Voilà en effet, selon quelques-unes des caractéristiques que donnait Roger Caillois des jeux, une activité improductive, réglée et fictive, qui met le corps en jeu dans un processus libre et incertain bien que circonscrit dans les limites d’espace et de temps 1.
Que l’on se souvienne ici de Fase ou de Rosas danst Rosas d’Anne Teresa De Keersmaeker, d’Ulysse de Jean-Claude Gallotta, de Chiquenaude de Daniel Larrieu, des premières pièces de Dominique Bagouet et de tant d’autres, à l’orée des années quatre-vingt qui virent émerger en Europe la danse contemporaine 2. Ou encore, avant cela et outre Atlantique, des Accumulation Pieces de Trisha Brown, sans même de parler de Merce Cunningham dont toute l’oeuvre a été avivée par un esprit profondément ludique. La danse est (aussi) un art du jeu.

D’Italie, où la création contemporaine a été si malmenée ces dernières années, Ambra Senatore vient le rappeler avec une revigorante fraîcheur. Avec une écriture très fine, parfois «subtilement caricaturale», qui semble s’effacer derrière une apparence de spontanéité, Passo flirte en effet avec la grâce enfantine des premiers pas, cultive l’ironie légère du mouvement qui échappe au pathos expressif, et délivre toutes les nuances subtiles et profondes des jeux du corps qui mènent malicieusement sur la double voie de la quête de soi et de l’appartenance sociale. Passo est le développement d’un court duo primé en 2009 par un jury international à la Fondazione Musica per Roma.

****

ACTIVITÉ:
Répondez, s'il vous plaît, à ces questions sur le texte consacré à la danse comme jeu :
1. À quel moment la danse contemporaine a-t-elle émergé en Europe ?
2. De quel pays vient Ambra Senatore ?
3. En quelle année et par qui le court duo dont Passo est le développement a-t-il été primé ?

****

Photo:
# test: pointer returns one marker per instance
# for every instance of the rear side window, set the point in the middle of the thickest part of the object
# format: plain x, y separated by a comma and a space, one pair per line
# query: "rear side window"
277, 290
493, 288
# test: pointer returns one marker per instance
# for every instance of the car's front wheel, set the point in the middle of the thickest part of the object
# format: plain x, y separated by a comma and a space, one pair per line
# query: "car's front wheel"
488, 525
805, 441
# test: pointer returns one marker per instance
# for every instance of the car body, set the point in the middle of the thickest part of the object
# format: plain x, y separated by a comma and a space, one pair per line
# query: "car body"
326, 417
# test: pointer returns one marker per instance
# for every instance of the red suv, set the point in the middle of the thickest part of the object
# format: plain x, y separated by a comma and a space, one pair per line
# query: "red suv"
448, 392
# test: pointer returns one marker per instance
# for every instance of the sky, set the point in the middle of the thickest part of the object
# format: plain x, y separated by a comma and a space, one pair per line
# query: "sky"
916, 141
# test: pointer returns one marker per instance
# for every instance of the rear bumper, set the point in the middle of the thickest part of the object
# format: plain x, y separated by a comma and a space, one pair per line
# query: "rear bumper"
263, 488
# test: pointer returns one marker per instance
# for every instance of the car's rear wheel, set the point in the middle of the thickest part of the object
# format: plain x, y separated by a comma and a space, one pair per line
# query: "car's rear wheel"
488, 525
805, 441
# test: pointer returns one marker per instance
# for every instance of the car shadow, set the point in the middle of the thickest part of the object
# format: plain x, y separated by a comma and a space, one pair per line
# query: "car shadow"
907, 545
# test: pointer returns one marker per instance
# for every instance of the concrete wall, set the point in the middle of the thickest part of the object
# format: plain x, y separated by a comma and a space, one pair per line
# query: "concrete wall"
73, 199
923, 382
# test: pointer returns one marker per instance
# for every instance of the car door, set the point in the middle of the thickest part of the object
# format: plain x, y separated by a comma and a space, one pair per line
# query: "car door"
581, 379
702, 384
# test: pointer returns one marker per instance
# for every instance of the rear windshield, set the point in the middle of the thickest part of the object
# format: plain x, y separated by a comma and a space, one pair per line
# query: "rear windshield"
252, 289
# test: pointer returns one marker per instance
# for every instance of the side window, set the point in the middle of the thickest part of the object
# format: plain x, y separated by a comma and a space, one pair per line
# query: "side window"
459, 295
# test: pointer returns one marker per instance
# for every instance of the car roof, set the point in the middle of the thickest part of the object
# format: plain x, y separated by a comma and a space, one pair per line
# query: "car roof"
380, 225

****

TÂCHE RÉALISÉE:
1. À l'orée des années quatre-vingt.
2. D'Italie.
3. En 2009, par un jury international à la Fondazione Musica per Roma.